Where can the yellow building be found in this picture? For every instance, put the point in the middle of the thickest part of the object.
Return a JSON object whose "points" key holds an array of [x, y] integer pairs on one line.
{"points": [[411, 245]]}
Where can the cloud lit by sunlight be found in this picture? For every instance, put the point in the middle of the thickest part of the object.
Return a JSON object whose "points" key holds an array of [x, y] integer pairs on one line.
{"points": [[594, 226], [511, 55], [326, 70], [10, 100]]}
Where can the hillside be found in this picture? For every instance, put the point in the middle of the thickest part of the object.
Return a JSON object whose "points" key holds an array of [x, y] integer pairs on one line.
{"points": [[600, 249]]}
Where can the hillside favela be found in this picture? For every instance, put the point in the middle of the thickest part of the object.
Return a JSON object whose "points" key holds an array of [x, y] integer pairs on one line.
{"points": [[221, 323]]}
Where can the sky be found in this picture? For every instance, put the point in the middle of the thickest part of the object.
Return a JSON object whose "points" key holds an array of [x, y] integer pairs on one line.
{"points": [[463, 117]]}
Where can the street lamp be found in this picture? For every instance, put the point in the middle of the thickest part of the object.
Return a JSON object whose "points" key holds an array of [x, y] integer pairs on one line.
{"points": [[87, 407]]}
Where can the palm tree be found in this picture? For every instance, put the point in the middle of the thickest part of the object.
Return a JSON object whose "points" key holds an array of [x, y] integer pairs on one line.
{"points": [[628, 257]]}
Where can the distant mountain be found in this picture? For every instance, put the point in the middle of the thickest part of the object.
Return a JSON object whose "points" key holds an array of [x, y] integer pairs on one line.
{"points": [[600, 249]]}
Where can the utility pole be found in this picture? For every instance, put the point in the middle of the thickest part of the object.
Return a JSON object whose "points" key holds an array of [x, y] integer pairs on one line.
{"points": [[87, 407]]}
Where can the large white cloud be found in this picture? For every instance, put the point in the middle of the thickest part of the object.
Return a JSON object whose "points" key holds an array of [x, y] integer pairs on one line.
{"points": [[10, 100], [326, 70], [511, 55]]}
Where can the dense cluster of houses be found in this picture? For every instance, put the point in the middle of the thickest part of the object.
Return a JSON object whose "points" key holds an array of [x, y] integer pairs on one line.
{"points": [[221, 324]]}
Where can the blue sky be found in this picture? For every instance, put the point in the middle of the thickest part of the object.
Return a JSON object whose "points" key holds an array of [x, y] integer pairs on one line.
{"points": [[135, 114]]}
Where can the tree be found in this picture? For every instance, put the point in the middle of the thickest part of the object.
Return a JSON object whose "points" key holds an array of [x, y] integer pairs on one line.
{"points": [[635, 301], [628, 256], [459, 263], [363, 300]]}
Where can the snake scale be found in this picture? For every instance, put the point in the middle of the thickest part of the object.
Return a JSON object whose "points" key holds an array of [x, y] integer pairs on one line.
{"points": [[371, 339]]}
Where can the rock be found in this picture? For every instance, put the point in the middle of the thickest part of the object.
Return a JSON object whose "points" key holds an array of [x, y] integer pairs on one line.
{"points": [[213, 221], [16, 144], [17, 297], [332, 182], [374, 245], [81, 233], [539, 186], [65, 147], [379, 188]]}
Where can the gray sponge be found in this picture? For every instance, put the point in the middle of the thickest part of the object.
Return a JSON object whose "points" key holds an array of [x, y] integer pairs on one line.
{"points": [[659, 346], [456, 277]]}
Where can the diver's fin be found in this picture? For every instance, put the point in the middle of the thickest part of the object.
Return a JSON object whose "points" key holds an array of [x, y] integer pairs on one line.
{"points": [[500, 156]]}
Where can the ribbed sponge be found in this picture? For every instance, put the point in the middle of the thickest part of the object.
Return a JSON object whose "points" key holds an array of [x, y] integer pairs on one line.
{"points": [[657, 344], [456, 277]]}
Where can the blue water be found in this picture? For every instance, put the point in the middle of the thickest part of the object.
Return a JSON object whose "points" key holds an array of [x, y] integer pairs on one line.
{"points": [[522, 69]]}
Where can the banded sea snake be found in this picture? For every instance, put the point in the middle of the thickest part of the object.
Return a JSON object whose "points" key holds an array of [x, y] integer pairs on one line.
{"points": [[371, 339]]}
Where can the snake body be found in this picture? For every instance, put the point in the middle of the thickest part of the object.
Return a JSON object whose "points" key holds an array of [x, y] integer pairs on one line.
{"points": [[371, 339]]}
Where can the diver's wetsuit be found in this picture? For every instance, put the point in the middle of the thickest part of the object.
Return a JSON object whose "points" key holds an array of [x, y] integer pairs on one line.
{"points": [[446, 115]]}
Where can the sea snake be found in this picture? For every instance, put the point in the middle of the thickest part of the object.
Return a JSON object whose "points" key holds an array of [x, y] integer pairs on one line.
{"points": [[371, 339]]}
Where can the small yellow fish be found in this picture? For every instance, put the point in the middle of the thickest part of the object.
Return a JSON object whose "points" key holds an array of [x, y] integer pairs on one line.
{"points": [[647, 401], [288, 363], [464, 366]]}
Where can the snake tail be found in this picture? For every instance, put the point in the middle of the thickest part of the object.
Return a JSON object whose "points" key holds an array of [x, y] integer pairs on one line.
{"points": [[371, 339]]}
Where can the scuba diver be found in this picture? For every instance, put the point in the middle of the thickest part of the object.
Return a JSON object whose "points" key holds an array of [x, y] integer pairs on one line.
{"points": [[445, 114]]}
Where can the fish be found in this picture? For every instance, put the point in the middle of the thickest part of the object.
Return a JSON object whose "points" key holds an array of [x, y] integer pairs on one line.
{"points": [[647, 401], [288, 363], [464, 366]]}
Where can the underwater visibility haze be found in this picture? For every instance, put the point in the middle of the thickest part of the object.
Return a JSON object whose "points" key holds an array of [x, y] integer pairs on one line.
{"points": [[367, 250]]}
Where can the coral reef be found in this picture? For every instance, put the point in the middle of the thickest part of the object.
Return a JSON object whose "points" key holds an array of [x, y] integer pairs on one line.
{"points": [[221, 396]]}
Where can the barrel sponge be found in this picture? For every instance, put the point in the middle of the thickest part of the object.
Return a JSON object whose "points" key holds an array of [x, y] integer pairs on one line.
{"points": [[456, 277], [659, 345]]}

What you will do: Set every line of the listing down word for word.

Right answer:
Where can the yellow building be found in this picture? For every instance, put the point in the middle of the thickest part of the object.
Return a JSON object whose "points" key holds an array of [x, y] integer pairs on one line.
{"points": [[411, 245]]}
Where can the cloud lit by sunlight be found in this picture? For every instance, put the point in the middle of the thickest part of the object.
Return a JSON object whose "points" key holds an array of [x, y] integer pairs on one line.
{"points": [[594, 226], [511, 55], [326, 70], [10, 100]]}
Where can the hillside be found in this picture? For every instance, put the point in the middle of the thickest part of the object.
Return a JSON object whose "points" key holds an array of [x, y] integer pairs on one line.
{"points": [[600, 249]]}
Where can the hillside favela be found in this picture? For every instance, put the point in the middle of the thickest part of the object.
Return a JSON object whose "points" key holds an array of [x, y] integer pairs on one line.
{"points": [[221, 323]]}
Where can the sky be found in this picture? For every instance, put the point in the middle of the thickest part of the object.
Return a JSON object whose "points" key holds an array of [x, y] integer pairs on one line.
{"points": [[463, 117]]}
Where can the street lamp be found in this picture? For every instance, put the point in the middle of the thickest part of the object.
Return a JSON object whose "points" key holds an array of [x, y] integer pairs on one line.
{"points": [[87, 407]]}
Where can the palm tree be found in this picture? For every instance, put the point in the middle of the thickest part of the object.
Return a JSON object whose "points" key holds an array of [x, y] integer pairs on one line.
{"points": [[628, 257]]}
Where can the distant mountain be found in this picture? For every instance, put the point in the middle of the thickest part of the object.
Return a JSON object whose "points" key holds an array of [x, y] integer pairs on one line.
{"points": [[600, 249]]}
Where can the utility pole be found in this picture? For every instance, put the point in the middle of the thickest part of the object.
Return a JSON object whose "points" key holds an array of [x, y] integer pairs on one line.
{"points": [[87, 407]]}
Where can the large white cloud be found in this picture? For every instance, put the point in the middle of the thickest part of the object.
Return a JSON object whose "points" key holds an array of [x, y] integer pairs on one line.
{"points": [[10, 100], [326, 70], [511, 55]]}
Where can the dense cluster of houses be found in this picture? For every instance, put the point in the middle of the thickest part of the object.
Return a JSON object whose "points" key holds an array of [x, y] integer pairs on one line.
{"points": [[221, 324]]}
Where can the blue sky be found in this picture? For every instance, put the point in the middle of the thickest part of the object.
Return a JSON object whose "points" key holds an array of [x, y] integer pairs on one line.
{"points": [[135, 114]]}
Where can the tree be found in this picture? For every instance, put the point in the middle of the thickest part of the object.
Return a JSON object whose "points" key holds an array of [x, y] integer pairs on one line.
{"points": [[635, 301], [628, 256], [459, 263], [363, 300]]}
Where can the snake scale be found in this picture? For every instance, put the point in the middle of the thickest part of the object.
Return a JSON object whose "points" key holds an array of [x, y] integer pairs on one line.
{"points": [[371, 339]]}
Where can the rock be found in this picture? For every instance, put the point in the middle of the thickest part of the object.
Return a JSON object whose "points" key holds an array of [x, y] integer pairs on one line.
{"points": [[213, 221], [16, 144], [17, 297], [332, 182], [374, 245], [81, 233], [539, 186], [65, 147], [379, 188]]}
Where can the gray sponge be found in this picture? For every instance, put the point in the middle of the thickest part of the object.
Return a JSON object whose "points" key holds an array of [x, y] integer pairs on one line.
{"points": [[659, 346], [456, 277]]}
Where can the diver's fin be found in this picture? For every instance, put the point in the middle of the thickest part of the object.
Return a JSON object whose "points" key holds an array of [x, y] integer pairs on one line.
{"points": [[500, 156]]}
Where can the ribbed sponge be found in this picture? For every instance, put the point in the middle of the thickest part of the object.
Return a JSON object whose "points" key holds an array of [x, y] integer pairs on one line.
{"points": [[657, 344], [456, 277]]}
Where can the blue water be found in this picture? For every instance, put the point in the middle of the thickest part of the object.
Return a JSON object whose "points" key holds an array of [x, y] integer pairs on one line.
{"points": [[522, 69]]}
Where can the banded sea snake be found in this picture? For every instance, put the point in the middle of the thickest part of the object.
Return a JSON object whose "points" key holds an array of [x, y] integer pairs on one line.
{"points": [[371, 339]]}
Where can the snake body be found in this picture? For every instance, put the point in the middle of the thickest part of the object.
Return a JSON object whose "points" key holds an array of [x, y] integer pairs on one line.
{"points": [[371, 339]]}
Where can the diver's wetsuit be found in this picture? For every instance, put the point in the middle of the thickest part of the object.
Return a JSON object whose "points" key holds an array of [x, y] integer pairs on one line.
{"points": [[446, 115]]}
Where can the sea snake be found in this picture? For every instance, put the point in the middle of the thickest part of the object.
Return a JSON object whose "points" key holds an array of [x, y] integer pairs on one line.
{"points": [[371, 339]]}
Where can the small yellow fish be found in this picture? For every instance, put the point in the middle of the thickest part of the object.
Return a JSON object whose "points" key holds an array of [x, y] integer pairs on one line.
{"points": [[647, 401], [288, 363], [464, 366]]}
Where can the snake tail be found in this picture? For every instance, put the point in the middle of the thickest part of the object.
Return a JSON object whose "points" key holds an array of [x, y] integer pairs on one line.
{"points": [[371, 339]]}
Where can the scuba diver be found in this picture? For every instance, put the point in the middle of the thickest part of the object.
Return a JSON object whose "points" key holds an array of [x, y] integer pairs on one line.
{"points": [[445, 114]]}
Where can the fish be found in this picture? For every instance, put the point in the middle of the thickest part of the object.
Return a JSON object whose "points" key holds an array of [x, y] integer pairs on one line.
{"points": [[647, 401], [288, 363], [464, 366]]}
Where can the underwater visibility haze be found in this picture? For every instance, put the point in the middle of the thickest part of the object.
Return a JSON object whose "points" key holds an array of [x, y] integer pairs on one line.
{"points": [[367, 250]]}
Where can the coral reef be found in this picture? For every instance, put the point in the middle of the thickest part of the object.
Return a JSON object whose "points" key holds an array of [x, y] integer pairs on one line.
{"points": [[221, 396]]}
Where can the barrel sponge be found in this picture? For every instance, put the point in the middle of the thickest part of the object.
Return a JSON object whose "points" key holds an array of [x, y] integer pairs on one line.
{"points": [[456, 277], [659, 345]]}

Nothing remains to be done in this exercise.